◆ YOUR ASSIGNMENT ◆
Nothing but the lines from the one containing "Target: long green gown" through the one containing "like [262, 48].", both included, should be given again, each exactly as written below.

Segment Start: INPUT RECORDS

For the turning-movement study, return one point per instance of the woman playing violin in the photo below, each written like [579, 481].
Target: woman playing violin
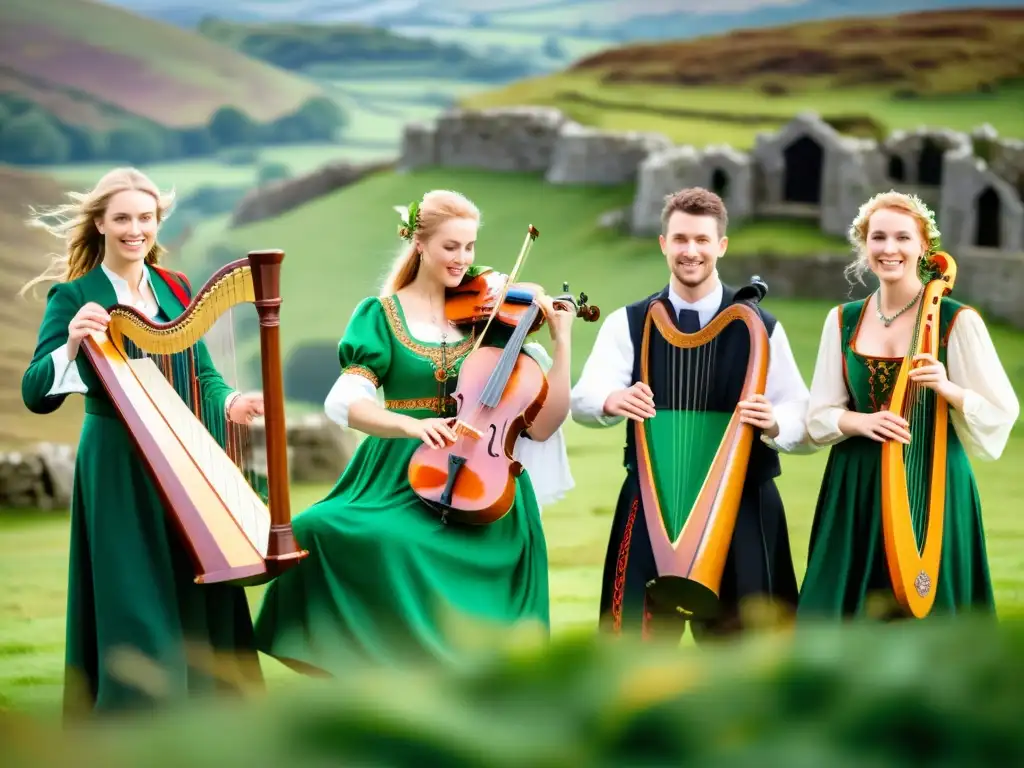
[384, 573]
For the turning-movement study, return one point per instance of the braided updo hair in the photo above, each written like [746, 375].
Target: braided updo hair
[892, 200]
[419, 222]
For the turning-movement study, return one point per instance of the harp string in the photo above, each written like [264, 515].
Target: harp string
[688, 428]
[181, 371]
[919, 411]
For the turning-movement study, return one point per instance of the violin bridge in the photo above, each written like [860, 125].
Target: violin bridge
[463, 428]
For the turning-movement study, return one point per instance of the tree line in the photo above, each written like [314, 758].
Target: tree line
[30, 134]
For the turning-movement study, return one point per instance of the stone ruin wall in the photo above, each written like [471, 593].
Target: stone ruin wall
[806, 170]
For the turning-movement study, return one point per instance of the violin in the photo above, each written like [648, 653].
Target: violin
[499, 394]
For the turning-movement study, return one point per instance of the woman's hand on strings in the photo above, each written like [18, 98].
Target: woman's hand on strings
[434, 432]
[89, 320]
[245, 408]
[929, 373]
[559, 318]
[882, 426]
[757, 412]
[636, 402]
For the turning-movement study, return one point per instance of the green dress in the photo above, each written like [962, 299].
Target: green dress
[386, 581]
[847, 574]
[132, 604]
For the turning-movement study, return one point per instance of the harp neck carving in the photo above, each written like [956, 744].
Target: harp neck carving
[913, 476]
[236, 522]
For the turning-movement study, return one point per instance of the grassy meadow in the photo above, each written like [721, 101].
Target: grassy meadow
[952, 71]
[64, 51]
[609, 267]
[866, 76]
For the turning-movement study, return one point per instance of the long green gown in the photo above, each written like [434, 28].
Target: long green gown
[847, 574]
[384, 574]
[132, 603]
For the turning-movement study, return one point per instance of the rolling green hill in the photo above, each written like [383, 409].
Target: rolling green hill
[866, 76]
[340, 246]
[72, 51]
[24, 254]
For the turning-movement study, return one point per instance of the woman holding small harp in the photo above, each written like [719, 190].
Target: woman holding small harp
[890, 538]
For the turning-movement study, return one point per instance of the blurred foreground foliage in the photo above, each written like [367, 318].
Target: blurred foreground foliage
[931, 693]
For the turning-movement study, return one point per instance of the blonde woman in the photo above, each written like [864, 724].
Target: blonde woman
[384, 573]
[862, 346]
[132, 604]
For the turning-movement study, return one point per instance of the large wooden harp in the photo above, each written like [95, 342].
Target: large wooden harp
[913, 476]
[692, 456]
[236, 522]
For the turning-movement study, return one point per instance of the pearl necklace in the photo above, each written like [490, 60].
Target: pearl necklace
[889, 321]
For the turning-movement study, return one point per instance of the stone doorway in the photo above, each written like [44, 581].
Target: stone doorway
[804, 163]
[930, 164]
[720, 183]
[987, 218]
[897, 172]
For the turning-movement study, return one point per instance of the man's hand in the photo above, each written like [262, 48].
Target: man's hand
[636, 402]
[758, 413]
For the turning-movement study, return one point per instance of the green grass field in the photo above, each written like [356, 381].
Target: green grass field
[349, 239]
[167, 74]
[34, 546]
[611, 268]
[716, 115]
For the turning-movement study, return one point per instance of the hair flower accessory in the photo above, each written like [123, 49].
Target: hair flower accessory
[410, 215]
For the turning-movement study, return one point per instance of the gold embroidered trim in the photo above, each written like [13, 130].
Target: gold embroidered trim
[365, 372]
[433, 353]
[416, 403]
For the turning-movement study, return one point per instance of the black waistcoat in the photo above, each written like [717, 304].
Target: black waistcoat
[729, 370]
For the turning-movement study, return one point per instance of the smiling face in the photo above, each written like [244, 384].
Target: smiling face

Segment End: INPUT RECORDS

◆ SOLUTION FOR THIS PROBLEM ◆
Target: long green gown
[847, 574]
[384, 574]
[132, 603]
For the turning-movement study, return one point per instance of the rolling green hill in the photo above, each written like [383, 409].
Target: rolling green hill
[866, 76]
[340, 246]
[72, 51]
[24, 254]
For the turning-movement study, return one point per instance of the woman holding small harp in the photo above, each written like [719, 190].
Target: woman holding small harp
[890, 538]
For the turning-movement study, return one point per instance of the blurred foreground foliage in the photo above, each written like [367, 318].
Target: blurred foreground foliage
[931, 693]
For the turning-movement study, return one point per instance of the blonde woman in the photo above, each written like [864, 724].
Target: blonde woman
[384, 573]
[862, 346]
[132, 604]
For the turning-movement study, return one point per instance of the large wooden harp in the photo above, each written like [95, 342].
Target: large wooden harp
[913, 476]
[692, 456]
[236, 522]
For the turning-movement study, return one point per instance of the pearl necklace in the photo above, each written like [490, 60].
Target: pearl necklace
[889, 321]
For the turning-movement study, return one point per instance of the stone doorway in the photo above, each written like [44, 581].
Target: stone doorway
[804, 163]
[930, 164]
[720, 183]
[987, 218]
[897, 172]
For the turning-movement study, return one point per instance of the man's hand in the photo above, each written like [262, 48].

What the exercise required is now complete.